TEXT PROVIDED

▼

- Directed by: Harikumar
- Written by: K .V .Mohankumar
- Based on: Edmund Thomas Clint
- Produced by: Gokulam Gopalan
- Starring: Master Alok; Rima Kallingal; Unni Mukundan; Vinay Forrt; Renji Panicker; Joy Mathew; K. P. A. C. Lalitha; Salim Kumar; Akshara Kishor;
- Cinematography: Madhu Ambat
- Music by: Ilaiyaraaja
- Production company: Sree Gokulam Movies
- Release date: 11 August 2017;
- Country: India
- Language: Malayalam

= Clint (film) =

2017 film by Hari Kumar

Clint is a 2017 Indian Malayalam-language biographical film about Edmund Thomas Clint, a child prodigy who created 25,000 paintings before his death shortly before his seventh birthday. It was directed by Harikumar, starring Master Alok, Rima Kallingal, Unni Mukundan, Joy Mathew and K. P. A. C. Lalitha.

==Summary==
Clint is the story of a wonder kid whose life was cut short by kidney failure.

==Cast==

- Master Alok as Edmund Thomas Clint
- Rima Kallingal as Chinnamma Joseph
- Unni Mukundan as M. T. Joseph
- Vinay Forrt as Artist Mohan
- Renji Panicker as Writer V. K. Nambiar
- Joy Mathew as Dr. Samuel
- K. P. A. C. Lalitha as Onamma
- Salim Kumar
- Akshara Kishor as Ammu
- Riaz M. T. as Hero office friend
- Gokulam Gopalan

==Soundtrack==

The music composed by Ilaiyaraaja and the audio was unveiled on 21 July 2017.

▲

Region annotation entries
▼

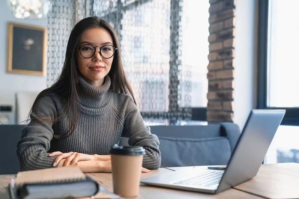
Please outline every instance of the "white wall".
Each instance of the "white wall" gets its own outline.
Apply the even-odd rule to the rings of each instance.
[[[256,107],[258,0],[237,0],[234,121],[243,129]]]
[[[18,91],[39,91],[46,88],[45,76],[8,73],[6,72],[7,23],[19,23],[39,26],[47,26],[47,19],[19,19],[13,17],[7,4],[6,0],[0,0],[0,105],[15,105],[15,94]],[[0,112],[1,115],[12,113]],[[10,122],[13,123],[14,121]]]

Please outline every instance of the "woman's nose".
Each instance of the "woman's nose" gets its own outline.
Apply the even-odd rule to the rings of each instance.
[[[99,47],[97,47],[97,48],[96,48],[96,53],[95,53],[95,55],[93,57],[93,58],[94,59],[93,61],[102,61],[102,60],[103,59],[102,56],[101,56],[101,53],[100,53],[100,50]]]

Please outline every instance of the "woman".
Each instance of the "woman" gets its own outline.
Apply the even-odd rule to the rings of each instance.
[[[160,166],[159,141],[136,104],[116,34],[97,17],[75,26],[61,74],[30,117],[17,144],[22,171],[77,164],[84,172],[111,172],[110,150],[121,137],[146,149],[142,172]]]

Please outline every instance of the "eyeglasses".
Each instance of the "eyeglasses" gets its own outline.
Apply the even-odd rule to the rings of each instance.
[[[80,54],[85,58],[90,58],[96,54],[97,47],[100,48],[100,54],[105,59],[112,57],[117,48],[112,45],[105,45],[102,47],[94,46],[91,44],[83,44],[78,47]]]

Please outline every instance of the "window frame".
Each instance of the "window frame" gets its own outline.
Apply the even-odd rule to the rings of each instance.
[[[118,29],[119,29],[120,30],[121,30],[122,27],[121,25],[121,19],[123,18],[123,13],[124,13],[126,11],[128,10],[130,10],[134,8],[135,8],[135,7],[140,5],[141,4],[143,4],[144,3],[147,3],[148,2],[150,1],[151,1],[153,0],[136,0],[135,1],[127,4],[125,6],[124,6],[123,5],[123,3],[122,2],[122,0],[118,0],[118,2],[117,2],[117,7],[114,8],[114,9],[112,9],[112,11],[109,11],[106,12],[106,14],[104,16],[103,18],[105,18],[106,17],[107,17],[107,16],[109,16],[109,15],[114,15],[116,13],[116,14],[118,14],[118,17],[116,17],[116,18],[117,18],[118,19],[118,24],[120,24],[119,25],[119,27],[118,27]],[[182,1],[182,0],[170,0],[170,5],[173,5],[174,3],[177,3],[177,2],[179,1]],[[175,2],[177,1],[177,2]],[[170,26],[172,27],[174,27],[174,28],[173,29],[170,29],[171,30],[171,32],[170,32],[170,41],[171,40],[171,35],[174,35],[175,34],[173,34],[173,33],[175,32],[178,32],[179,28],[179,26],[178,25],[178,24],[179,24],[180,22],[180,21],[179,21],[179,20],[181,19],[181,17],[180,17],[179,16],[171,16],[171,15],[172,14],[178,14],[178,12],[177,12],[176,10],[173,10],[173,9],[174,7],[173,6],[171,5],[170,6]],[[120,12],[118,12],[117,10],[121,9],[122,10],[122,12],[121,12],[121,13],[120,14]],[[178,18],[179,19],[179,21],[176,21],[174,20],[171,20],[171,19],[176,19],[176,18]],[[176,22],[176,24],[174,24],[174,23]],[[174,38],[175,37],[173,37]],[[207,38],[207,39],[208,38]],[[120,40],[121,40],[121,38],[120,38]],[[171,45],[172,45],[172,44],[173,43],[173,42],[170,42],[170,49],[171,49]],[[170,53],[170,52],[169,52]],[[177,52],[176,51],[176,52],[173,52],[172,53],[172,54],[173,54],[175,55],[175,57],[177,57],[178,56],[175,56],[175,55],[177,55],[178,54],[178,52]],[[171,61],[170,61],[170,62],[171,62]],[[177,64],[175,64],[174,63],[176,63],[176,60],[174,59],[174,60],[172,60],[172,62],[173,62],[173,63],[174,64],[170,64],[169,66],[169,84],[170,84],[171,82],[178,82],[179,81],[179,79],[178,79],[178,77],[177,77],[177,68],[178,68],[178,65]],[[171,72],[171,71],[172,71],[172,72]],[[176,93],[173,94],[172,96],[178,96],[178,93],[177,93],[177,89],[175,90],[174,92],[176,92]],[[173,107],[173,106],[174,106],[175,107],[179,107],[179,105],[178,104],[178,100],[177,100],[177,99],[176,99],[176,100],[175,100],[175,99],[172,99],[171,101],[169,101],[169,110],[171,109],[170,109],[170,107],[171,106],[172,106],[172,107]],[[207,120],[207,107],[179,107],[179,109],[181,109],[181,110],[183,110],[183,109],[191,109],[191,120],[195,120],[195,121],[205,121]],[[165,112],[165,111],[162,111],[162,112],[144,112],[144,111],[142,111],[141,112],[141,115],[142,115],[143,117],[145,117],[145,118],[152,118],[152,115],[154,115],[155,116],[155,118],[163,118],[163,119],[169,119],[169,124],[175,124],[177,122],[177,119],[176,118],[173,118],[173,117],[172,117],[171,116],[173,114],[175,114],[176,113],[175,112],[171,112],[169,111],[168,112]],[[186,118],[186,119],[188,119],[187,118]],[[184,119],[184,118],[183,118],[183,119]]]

▲

TASKS TO PERFORM
1. Translate this sentence from the article on the film Clint into Spanish: "Clint is the story of a wonder kid whose life was cut short by kidney failure."
2. Write the next portion of the article on the film Clint, picking up after its final sentence.

EXERCISE RESULTS
1. Clint es la historia de un niño prodigio cuya vida fue truncada por una insuficiencia renal.

2.
| No. | Song | Singers | Lyrics |
|---|---|---|---|
| 1 | "Neeleyetho Marivillal" | Ilaiyaraaja | Prabha Varma |
| 2 | "Olathin Melathaal" | Shreya Ghoshal | Prabha Varma |
| 3 | "Thaaram Chenthaaram" | Vijay Yesudas | Prabha Varma |
| 4 | "Olathin Melathaal" (Sad) | Shreya Ghoshal | Prabha Varma |

==Release==
The film was released in India on 11 August 2017. It was premiered on Flowers TV during Onam after a month of its theatrical release.

===Reception===
Mathrubhumi wrote that the film should be watched to know more about the amazing talent Clint and the film will haunt the audience as the face of Clint, with colour palette follows you. The vacuum created by Clint's death is unbearable and the film is special for the same reason. Manorama said that it is the responsibility of audience to promote this small, but beautiful film with many touching scenes not to get drowned in the crowd of commercial potboilers. Mangalam wrote that the director Harikumar has made a simple, emotional and believable film of an unusual life.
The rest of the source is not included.